ASSIGNED TASK -
According to the species entry, where is Lobocheilos falcifer endemic?

EXCERPTED PASSAGE -
--- START ---

Scientific classification
- Kingdom: Animalia
- Phylum: Chordata
- Class: Actinopterygii
- Order: Cypriniformes
- Family: Cyprinidae
- Genus: Lobocheilos
- Species: L. falcifer
- Binomial name: Lobocheilos falcifer (Valenciennes, 1842)
- Synonyms: Labeo falcifer Valenciennes, 1842 ; Tylognathus falcifer (Valenciennes, 1842) ; Lobocheilus falcifer Kuhl & van Hasselt, 1823 ; Labeo hispidus Valenciennes, 1842 ; Lobocheilos hispidus (Valenciennes, 1842) ; Tylognathus hispidus (Valenciennes, 1842) ; Chondrostoma lipocheilos Valenciennes, 1844 ; Gobio microcephalus Bleeker, 1857 ; Gobio javanicus Bleeker, 1857 ; Barbus hasseltii Bleeker, 1857 ;

= Lobocheilos falcifer =

- Authority: (Valenciennes, 1842)
- Conservation status: VU

Species of fish

Lobocheilos falcifer is a species of freshwater ray-finned fish belonging to the family Cyprinidae, the family which includes the carps, barbs, minnows and related fishes. This species is endemic to Java.

--- END ---

Data for pointing to referring expressions
--- START ---

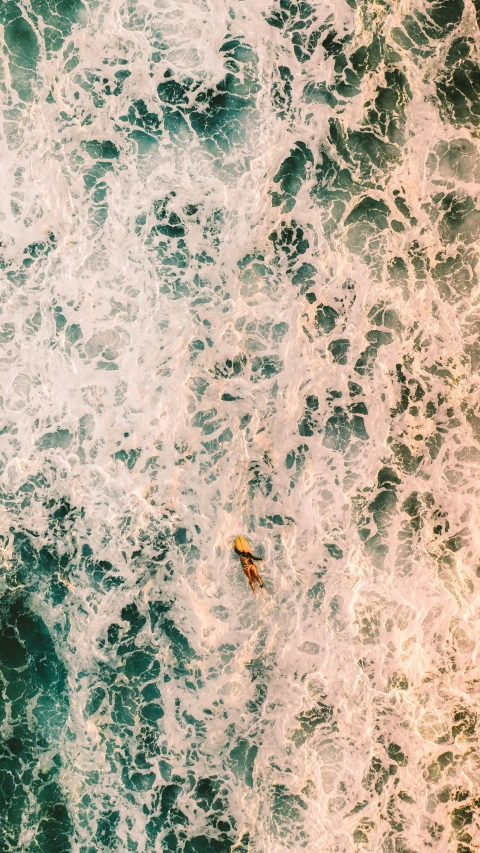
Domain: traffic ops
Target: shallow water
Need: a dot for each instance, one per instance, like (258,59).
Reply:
(239,295)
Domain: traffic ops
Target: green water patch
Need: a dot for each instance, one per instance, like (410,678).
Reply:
(420,30)
(456,159)
(344,425)
(281,91)
(220,116)
(21,41)
(35,684)
(458,90)
(290,177)
(297,23)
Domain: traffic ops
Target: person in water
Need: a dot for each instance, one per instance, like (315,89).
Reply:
(247,559)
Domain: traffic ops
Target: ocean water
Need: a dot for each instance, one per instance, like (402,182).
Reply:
(239,295)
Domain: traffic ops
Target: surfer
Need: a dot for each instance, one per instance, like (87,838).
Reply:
(248,562)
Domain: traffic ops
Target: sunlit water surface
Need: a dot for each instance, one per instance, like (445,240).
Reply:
(239,295)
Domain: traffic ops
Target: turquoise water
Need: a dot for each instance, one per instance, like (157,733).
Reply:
(239,295)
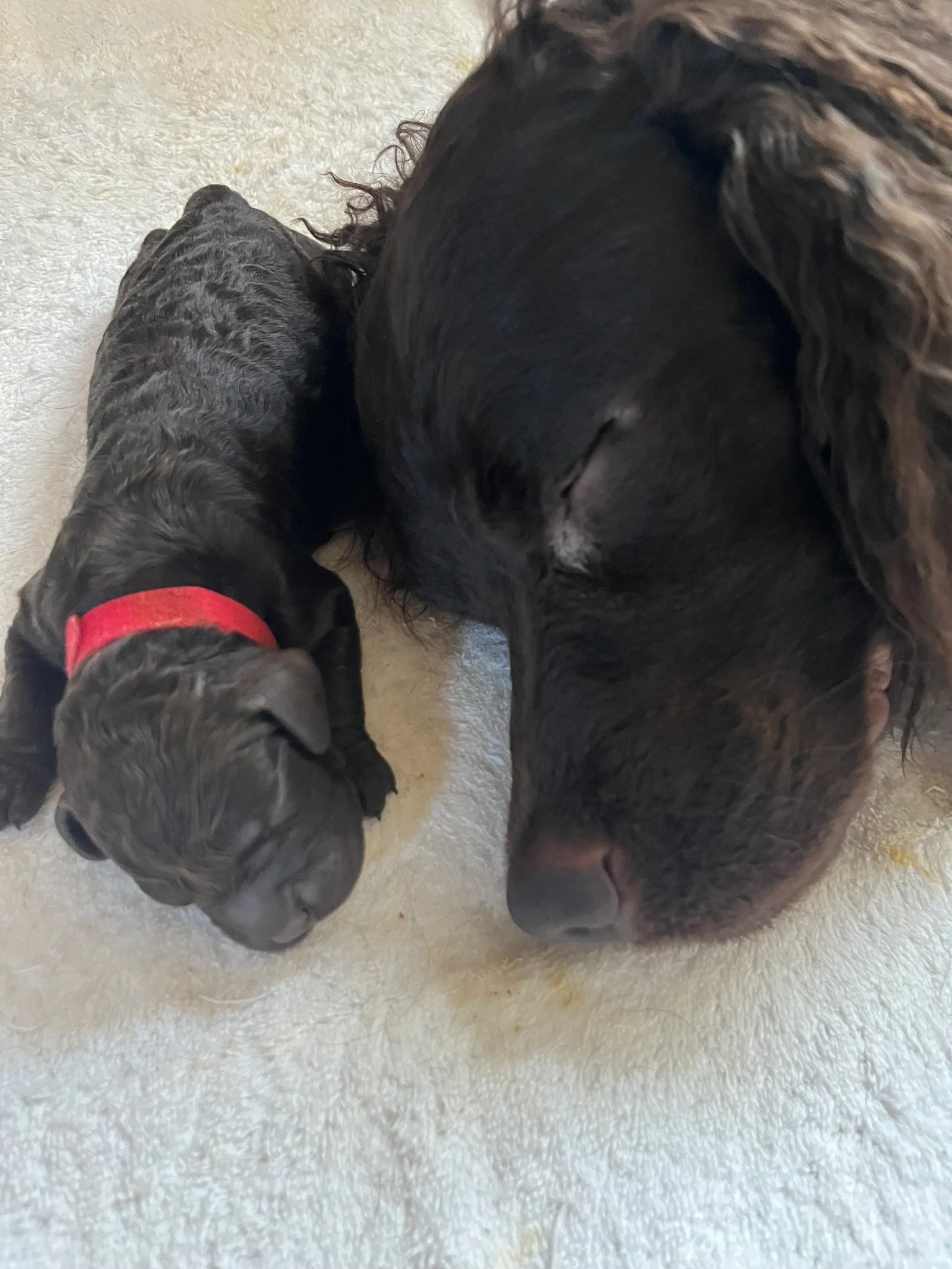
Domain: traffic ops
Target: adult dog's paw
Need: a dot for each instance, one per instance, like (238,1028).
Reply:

--- END ---

RESPONSE TO THIS EXERCISE -
Java